Teks Sumber:
---
Oleh: Noorhalis Majid (Ambin Demokrasi) |
BORNEOTREND.COM - Entah pesimis atas kemampuan Bawaslu dalam mengawasi politik uang, Ketua Bawaslu RI Rahmat Bagja, menaruh harapan kepada MUI agar menyosialisasikan kembali fatwa haram politik uang di tengah-tengah masyarakat.
Benarkah politik uang terjadi karena masyarakat tidak tahu bahwa hal tersebut hukumnya haram? Atau sebaliknya, karena paham sifat fatwa tidak mengikat, menganggap masih terbuka ruang perbedaan pendapat, boleh mengatakan haram, boleh pula memakluminya dengan berbagai alasan?
Tidak dapat dipungkiri, masih ada perbedaan pendapat dan penyikapan. Padahal, Ketua MUI waktu itu, terang benderang mengatakan apa yang dimaksud politik uang, termasuk di dalamnya mahar politik dan memberi imbalan dalam bentuk dan nama apapun.
Sisi lainnya, betul bahwa fatwa tersebut belum tersosialisasi secara masif. Masih banyak yang tidak tahu ada fatwa terkait politik uang, padahal sudah ditetapkan sejak 2018.
Melihat dampaknya yang begitu buruk, tentu mayoritas sepakat terhadap substansi fatwa haram politik uang, apalagi fatwa tersebut hasil Ijtima’ Ulama Komisi Fatwa MUI dengan melibatkan 34 MUI seluruh Indonesia.
---
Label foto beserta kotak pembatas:
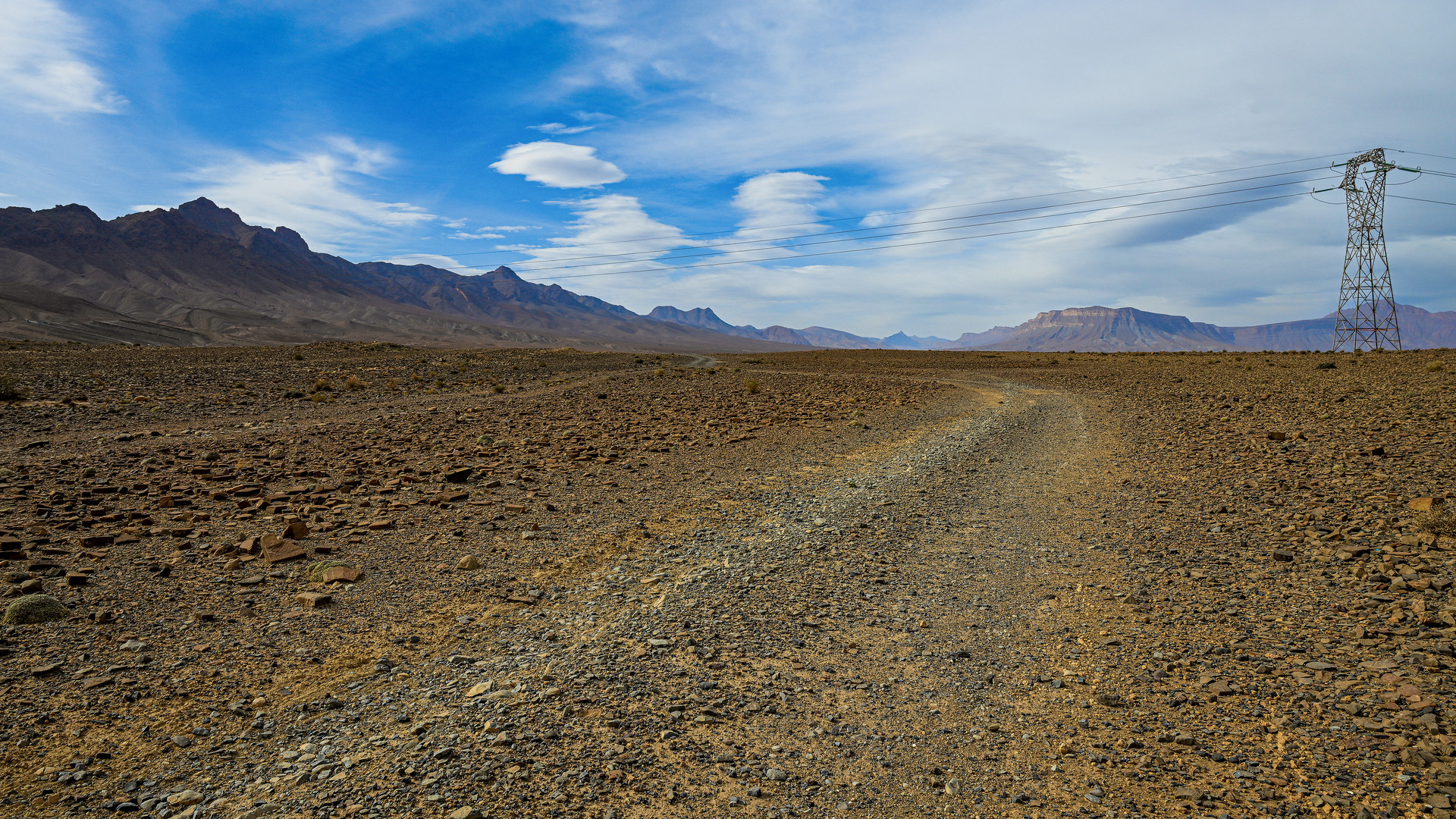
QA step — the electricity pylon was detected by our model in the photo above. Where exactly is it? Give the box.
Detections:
[1334,147,1401,350]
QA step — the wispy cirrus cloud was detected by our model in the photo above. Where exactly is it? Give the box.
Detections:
[0,0,127,115]
[527,122,595,136]
[191,137,438,248]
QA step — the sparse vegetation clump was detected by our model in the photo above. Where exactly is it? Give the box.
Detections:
[0,376,30,402]
[5,595,71,625]
[1415,503,1456,538]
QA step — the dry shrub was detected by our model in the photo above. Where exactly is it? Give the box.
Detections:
[0,376,30,400]
[1415,503,1456,538]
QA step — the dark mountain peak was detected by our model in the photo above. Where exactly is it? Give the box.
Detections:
[481,264,526,281]
[646,305,733,332]
[274,224,312,253]
[176,196,313,256]
[176,196,249,240]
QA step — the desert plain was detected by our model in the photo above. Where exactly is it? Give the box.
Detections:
[0,343,1456,819]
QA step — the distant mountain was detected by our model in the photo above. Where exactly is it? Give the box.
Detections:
[798,326,880,350]
[945,305,1456,353]
[937,326,1016,350]
[646,306,811,347]
[648,306,951,350]
[0,198,804,353]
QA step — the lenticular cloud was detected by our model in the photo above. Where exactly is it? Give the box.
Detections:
[491,140,628,188]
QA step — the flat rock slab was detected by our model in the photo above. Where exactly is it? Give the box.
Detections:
[294,592,334,609]
[323,566,364,583]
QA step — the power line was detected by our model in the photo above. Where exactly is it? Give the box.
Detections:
[483,166,1325,271]
[1392,147,1456,162]
[494,177,1326,274]
[524,193,1306,280]
[1386,194,1456,206]
[439,152,1351,256]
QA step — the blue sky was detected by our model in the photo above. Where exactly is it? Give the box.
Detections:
[0,0,1456,337]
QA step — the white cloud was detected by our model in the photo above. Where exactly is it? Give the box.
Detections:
[733,171,828,239]
[498,194,696,279]
[491,140,628,188]
[192,137,438,248]
[0,0,127,115]
[381,253,466,272]
[527,122,595,136]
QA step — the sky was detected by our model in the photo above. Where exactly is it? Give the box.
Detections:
[0,0,1456,338]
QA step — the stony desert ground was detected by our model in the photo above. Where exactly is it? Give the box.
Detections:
[0,344,1456,819]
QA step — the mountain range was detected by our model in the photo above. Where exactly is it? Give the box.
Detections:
[0,198,786,353]
[0,198,1456,353]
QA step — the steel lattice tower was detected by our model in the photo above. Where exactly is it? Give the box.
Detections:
[1334,147,1401,350]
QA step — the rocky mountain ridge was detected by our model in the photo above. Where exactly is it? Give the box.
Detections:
[0,198,783,351]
---
Tugas: Perbarui sebagian teks tentang fatwa haram politik uang. Tuliskan kembali bagian yang dimulai dari "Melihat dampaknya yang" dan berakhir setelah "MUI seluruh Indonesia.", dengan mengganti "mayoritas" menjadi "sebagian besar".

Pembahasan Jawaban:
Melihat dampaknya yang begitu buruk, tentu sebagian besar sepakat terhadap substansi fatwa haram politik uang, apalagi fatwa tersebut hasil Ijtima’ Ulama Komisi Fatwa MUI dengan melibatkan 34 MUI seluruh Indonesia.